Well, yes, I thought. But everyone shook their heads "no" because they knew that's the answer he was looking for.

Buy beat up houses and sell them quickly instead — that's the flip — and end up wealthy and comfortably retired, he said.

Oh, yeah, there was something else. Do it with other peoples' money, he added — a key point since many of the 60 or so folks in the room at the Hilton didn't look like they had much cash of their own.

I'm not going to spend much time on the wisdom of flipping houses for a living. Basically it's the same, "buy low, get lucky, sell high" principle that applies to all investing.

And you know the housing market must have improved because these "flipping" seminars are popping up all over.

Brian Wilks, the man leading the seminar, told the attendees to look for a house that's dirt cheap because the owner is either dying, has died, or is headed off to a place where he or she will be taken care of until they die.

Entries taken from a collection
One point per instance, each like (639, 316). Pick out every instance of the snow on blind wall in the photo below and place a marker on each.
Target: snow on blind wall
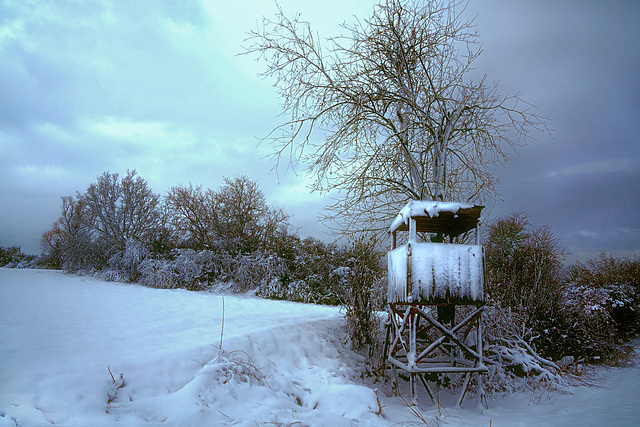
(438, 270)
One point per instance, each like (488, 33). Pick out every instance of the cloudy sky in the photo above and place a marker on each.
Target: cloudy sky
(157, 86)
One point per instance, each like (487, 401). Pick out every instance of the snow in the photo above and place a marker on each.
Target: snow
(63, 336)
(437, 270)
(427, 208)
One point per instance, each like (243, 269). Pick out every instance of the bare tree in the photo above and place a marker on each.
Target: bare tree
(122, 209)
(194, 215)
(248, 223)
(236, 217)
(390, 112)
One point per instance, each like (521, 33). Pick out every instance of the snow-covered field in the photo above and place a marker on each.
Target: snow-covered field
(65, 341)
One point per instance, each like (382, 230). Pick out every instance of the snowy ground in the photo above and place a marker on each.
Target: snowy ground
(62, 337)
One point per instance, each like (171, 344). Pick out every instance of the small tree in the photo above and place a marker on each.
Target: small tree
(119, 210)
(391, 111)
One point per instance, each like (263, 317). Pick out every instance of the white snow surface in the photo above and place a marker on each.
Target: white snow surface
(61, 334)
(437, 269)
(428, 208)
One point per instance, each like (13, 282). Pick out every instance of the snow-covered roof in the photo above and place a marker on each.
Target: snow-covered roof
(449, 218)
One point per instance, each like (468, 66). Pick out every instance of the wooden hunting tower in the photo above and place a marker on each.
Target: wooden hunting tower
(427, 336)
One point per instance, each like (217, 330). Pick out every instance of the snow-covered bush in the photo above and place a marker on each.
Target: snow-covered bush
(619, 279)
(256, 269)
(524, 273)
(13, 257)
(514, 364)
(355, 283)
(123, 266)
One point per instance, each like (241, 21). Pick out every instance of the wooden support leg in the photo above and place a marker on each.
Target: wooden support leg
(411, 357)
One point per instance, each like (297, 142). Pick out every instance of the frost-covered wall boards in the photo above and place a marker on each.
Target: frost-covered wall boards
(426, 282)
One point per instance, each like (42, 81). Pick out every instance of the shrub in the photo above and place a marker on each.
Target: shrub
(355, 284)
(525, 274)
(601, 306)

==

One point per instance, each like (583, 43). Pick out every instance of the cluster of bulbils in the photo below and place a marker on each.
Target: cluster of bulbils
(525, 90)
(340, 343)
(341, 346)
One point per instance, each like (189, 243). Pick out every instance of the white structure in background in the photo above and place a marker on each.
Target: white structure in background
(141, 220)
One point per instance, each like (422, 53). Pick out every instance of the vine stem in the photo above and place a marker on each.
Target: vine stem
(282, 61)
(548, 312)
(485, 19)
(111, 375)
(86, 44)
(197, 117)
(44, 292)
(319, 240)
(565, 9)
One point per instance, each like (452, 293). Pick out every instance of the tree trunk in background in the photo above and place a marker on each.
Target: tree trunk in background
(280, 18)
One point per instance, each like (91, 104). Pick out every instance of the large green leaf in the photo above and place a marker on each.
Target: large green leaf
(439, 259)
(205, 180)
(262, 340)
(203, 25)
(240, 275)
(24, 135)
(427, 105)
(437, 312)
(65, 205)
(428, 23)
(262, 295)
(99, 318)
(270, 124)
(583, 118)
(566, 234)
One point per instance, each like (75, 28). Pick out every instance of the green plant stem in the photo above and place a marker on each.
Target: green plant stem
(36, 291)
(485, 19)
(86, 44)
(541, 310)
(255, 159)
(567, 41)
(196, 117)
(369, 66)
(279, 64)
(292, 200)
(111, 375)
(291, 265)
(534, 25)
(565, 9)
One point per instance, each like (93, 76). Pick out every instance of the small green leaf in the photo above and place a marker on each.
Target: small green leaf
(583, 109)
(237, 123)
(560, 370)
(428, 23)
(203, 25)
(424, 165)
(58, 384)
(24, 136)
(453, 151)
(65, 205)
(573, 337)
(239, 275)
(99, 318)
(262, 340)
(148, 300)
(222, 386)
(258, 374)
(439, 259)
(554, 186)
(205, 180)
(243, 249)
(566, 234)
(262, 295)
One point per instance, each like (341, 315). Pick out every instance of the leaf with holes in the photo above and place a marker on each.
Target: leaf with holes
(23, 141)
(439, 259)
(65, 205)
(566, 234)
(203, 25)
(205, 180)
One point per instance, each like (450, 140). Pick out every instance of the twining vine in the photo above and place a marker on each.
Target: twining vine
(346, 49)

#### ACTIVITIES
a) Decide whether each statement agrees with the passage about the house-flipping seminar. Answer yes or no for each, and quote the words of the passage that settle it.
(i) The seminar took place at the Hilton.
(ii) The writer intends to spend a long time on the wisdom of flipping houses for a living.
(iii) Brian Wilks told the attendees to look for houses that are newly built.
b) Continue the passage about the house-flipping seminar, picking up after the last sentence shown.

#### ANSWERS FOR THIS EXERCISE
a)
(i) Yes: "the 60 or so folks in the room at the Hilton"
(ii) No: "I'm not going to spend much time on the wisdom of flipping houses for a living."
(iii) No: "look for a house that's dirt cheap because the owner is either dying, has died, or is headed off to a place where he or she will be taken care of until they die."

b)
Other targets? Houses that belong to people too broke to afford them, or too unhappily married to live in the same place as their spouse, or simply too worn out to groom the lawn, Wilks said.

There were also these gems: if there's marble in the kitchen, it's a home run; if the bathrooms are mold-free, that's aces; if the house isn't near a toxic waste dump or psycho neighbor, go for it.

One of the main themes of the seminar was that to become a successful real estate speculator — excuse me, "entrepreneur" — you also need to be able to afford to pay other people to do all of the manual labor.

So remember to build that little expense into your budget. This way you — the boss — won't be distracted from spotting houses to flip, flip, flip.

Hey, maybe I can do this after all! I'm great at hiring others to do my work.

OK, I think you understand the pitch. This column isn't about the wisdom of buying and selling houses. I've known people who have been successful and others who've gotten clobbered, losing all they made on previous deals.

Timing isn't everything, because luck also matters a lot. (For example: Is Federal Reserve chief Ben Bernanke going to allow mortgage rates to go much higher and disqualify the buyer who might purchase the house you want to flip? Guess wrong and it could cost you a lot of money.)

Rather, this column is about Wilks and his backup team, which, for a mere $197, would like to have me and the others for an intense three-day workshop in late September in Hasbrouck Heights, NJ.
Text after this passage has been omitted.